Texte intégral
LE FIGARO. – Après l’abandon du canal Rhin-Rhône et la fermeture de Superphénix, quelles décisions importantes vous reste-t-il à prendre ?
Dominique VOYNET. – Ces deux actions étaient les plus spectaculaires, et aussi les plus symboliques, de celles prévues par l’accord pré-électoral entre les Verts et le PS. Le reste de nos accords porte sur des domaines de plus longue haleine ; dans le cadre de mon ministère, je compte désormais accorder la priorité à six grands dossiers : la loi d’orientation et d’aménagement du Territoire, la pollution des sols, la relance de la protection des espaces naturels, la reconquête de la qualité de la vie dans les villes, la mise en œuvre de la loi sur l’air et la police de l’eau.

****************************************

#### TÂCHES À FAIRE
[1] Dans l'entretien, combien de grands dossiers Dominique Voynet dit vouloir traiter en priorité dans le cadre de son ministère ?
[2] Pour chaque affirmation, dites si elle est conforme à l'entretien, par oui ou non, en citant les mots qui tranchent : (a) L'accord pré-électoral a été passé entre les Verts et le PS. (b) La fermeture de Superphénix fait partie des six grands dossiers prioritaires. (c) La police de l'eau compte parmi les priorités annoncées.
[3] Résumez l'entretien en deux phrases.

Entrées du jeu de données

****************************************

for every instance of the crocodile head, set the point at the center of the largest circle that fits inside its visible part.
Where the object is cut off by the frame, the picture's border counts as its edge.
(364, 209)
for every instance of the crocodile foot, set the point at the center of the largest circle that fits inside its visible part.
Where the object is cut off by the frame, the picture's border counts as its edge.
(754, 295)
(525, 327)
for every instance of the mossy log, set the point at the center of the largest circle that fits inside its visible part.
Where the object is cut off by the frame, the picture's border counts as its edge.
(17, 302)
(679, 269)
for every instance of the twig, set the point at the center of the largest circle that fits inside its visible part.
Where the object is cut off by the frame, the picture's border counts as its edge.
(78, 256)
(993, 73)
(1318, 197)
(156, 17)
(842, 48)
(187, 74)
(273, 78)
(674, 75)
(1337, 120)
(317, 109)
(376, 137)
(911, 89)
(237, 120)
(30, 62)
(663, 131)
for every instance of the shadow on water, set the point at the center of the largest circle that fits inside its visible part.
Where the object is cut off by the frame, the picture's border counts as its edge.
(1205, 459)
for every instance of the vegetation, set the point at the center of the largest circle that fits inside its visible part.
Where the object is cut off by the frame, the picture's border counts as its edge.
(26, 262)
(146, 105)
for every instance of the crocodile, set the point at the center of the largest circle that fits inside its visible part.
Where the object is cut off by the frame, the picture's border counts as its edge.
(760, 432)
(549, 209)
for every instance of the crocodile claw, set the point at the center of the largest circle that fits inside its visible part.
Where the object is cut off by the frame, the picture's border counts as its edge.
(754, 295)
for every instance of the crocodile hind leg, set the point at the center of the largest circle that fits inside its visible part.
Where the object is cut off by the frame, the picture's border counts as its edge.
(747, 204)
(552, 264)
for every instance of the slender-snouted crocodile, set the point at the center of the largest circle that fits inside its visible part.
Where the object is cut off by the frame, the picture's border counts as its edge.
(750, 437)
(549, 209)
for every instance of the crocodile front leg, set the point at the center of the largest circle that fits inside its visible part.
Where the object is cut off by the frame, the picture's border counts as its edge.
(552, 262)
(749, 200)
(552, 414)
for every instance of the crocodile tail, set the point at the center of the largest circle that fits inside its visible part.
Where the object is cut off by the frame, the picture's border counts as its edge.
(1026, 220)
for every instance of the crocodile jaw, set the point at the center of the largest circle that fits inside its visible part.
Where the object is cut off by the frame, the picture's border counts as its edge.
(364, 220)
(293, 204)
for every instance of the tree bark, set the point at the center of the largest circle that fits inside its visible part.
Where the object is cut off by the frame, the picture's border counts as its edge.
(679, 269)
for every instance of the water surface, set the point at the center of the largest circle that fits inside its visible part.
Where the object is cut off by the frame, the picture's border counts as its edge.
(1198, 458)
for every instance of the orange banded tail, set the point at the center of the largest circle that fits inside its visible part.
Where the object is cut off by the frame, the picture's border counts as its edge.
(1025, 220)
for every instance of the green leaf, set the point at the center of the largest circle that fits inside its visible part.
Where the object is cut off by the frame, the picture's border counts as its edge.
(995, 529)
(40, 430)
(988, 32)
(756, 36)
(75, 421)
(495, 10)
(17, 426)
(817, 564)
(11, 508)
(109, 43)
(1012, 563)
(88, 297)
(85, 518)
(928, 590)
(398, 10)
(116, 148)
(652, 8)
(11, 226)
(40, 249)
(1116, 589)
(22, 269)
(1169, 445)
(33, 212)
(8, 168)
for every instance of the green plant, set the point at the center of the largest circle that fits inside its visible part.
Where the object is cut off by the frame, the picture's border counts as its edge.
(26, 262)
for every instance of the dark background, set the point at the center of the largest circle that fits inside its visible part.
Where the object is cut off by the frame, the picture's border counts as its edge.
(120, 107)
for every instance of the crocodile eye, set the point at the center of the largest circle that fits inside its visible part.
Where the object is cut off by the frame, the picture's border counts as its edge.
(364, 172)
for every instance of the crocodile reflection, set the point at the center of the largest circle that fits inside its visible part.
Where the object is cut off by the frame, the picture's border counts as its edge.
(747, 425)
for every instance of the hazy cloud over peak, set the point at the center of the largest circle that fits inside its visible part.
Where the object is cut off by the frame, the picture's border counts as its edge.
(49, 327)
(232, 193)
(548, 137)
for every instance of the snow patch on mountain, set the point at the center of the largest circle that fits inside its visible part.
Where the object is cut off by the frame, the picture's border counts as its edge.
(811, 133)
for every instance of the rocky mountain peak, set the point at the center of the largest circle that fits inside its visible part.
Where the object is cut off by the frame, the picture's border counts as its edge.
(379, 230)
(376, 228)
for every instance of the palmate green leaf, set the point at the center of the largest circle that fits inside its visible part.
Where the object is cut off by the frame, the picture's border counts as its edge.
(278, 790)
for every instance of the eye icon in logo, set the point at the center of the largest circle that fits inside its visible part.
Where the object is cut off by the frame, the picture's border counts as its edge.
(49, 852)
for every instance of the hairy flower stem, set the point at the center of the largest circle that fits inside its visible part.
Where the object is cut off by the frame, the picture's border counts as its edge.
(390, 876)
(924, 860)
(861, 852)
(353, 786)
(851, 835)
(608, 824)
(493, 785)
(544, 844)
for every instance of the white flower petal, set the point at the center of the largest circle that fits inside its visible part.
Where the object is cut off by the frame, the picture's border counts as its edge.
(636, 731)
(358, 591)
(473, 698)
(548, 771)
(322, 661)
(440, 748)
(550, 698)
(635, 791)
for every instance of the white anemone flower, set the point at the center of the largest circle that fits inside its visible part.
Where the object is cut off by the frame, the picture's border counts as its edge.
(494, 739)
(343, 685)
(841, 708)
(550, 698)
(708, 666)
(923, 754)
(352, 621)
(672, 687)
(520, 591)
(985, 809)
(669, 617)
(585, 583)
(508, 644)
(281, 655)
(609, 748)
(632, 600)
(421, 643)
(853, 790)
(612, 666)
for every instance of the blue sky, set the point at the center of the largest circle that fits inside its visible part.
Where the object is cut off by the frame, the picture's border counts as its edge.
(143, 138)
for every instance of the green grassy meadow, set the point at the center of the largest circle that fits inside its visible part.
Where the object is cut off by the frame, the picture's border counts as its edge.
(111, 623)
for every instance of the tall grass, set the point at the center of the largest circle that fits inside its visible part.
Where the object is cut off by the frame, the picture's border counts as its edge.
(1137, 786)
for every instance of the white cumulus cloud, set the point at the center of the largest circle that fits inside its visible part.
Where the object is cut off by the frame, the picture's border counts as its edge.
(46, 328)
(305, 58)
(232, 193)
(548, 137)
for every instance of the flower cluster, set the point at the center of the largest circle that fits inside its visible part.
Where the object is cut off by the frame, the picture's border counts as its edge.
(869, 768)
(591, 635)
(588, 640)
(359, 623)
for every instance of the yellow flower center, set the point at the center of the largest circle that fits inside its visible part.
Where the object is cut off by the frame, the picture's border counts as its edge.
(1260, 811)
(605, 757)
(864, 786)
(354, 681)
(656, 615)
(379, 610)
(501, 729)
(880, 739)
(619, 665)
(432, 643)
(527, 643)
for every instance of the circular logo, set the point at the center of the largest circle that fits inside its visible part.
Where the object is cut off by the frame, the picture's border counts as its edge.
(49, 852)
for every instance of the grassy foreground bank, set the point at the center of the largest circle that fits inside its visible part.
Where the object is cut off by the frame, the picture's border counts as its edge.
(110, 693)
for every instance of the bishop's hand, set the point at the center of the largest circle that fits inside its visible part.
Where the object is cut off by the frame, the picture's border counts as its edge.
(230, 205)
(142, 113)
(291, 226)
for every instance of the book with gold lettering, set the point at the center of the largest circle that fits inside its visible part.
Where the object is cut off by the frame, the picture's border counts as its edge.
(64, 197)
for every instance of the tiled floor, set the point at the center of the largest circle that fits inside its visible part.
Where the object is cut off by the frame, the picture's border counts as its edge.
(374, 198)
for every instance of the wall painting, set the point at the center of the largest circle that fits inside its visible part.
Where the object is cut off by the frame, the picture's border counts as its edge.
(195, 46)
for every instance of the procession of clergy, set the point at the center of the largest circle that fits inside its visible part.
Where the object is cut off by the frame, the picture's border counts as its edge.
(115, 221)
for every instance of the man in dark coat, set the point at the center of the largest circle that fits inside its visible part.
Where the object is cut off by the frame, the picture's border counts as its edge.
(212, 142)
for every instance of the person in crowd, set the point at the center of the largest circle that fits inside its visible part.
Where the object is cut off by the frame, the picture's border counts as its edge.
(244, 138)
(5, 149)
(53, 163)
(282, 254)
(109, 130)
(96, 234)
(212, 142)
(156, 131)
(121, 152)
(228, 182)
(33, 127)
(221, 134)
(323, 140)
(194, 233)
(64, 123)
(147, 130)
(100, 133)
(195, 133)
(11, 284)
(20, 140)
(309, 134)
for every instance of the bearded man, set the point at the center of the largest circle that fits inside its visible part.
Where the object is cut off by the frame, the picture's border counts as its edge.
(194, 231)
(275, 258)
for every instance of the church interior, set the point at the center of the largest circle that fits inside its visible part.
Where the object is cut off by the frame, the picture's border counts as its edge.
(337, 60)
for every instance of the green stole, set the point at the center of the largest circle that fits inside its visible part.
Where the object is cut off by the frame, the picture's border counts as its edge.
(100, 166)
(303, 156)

****************************************

#### RÉPONSES PAR TÂCHE
[1] Six grands dossiers.

[2]
(a) Oui : « l’accord pré-électoral entre les Verts et le PS ».
(b) Non : les six dossiers sont « la loi d’orientation et d’aménagement du Territoire, la pollution des sols, la relance de la protection des espaces naturels, la reconquête de la qualité de la vie dans les villes, la mise en œuvre de la loi sur l’air et la police de l’eau ».
(c) Oui : « la mise en œuvre de la loi sur l’air et la police de l’eau ».

[3] Dominique Voynet présente l'abandon du canal Rhin-Rhône et la fermeture de Superphénix comme les actions les plus spectaculaires et les plus symboliques de l'accord pré-électoral entre les Verts et le PS. Le reste de l'accord porte sur des domaines de plus longue haleine, et son ministère donnera désormais la priorité à six dossiers : l'aménagement du territoire, la pollution des sols, la protection des espaces naturels, la qualité de la vie dans les villes, la loi sur l'air et la police de l'eau.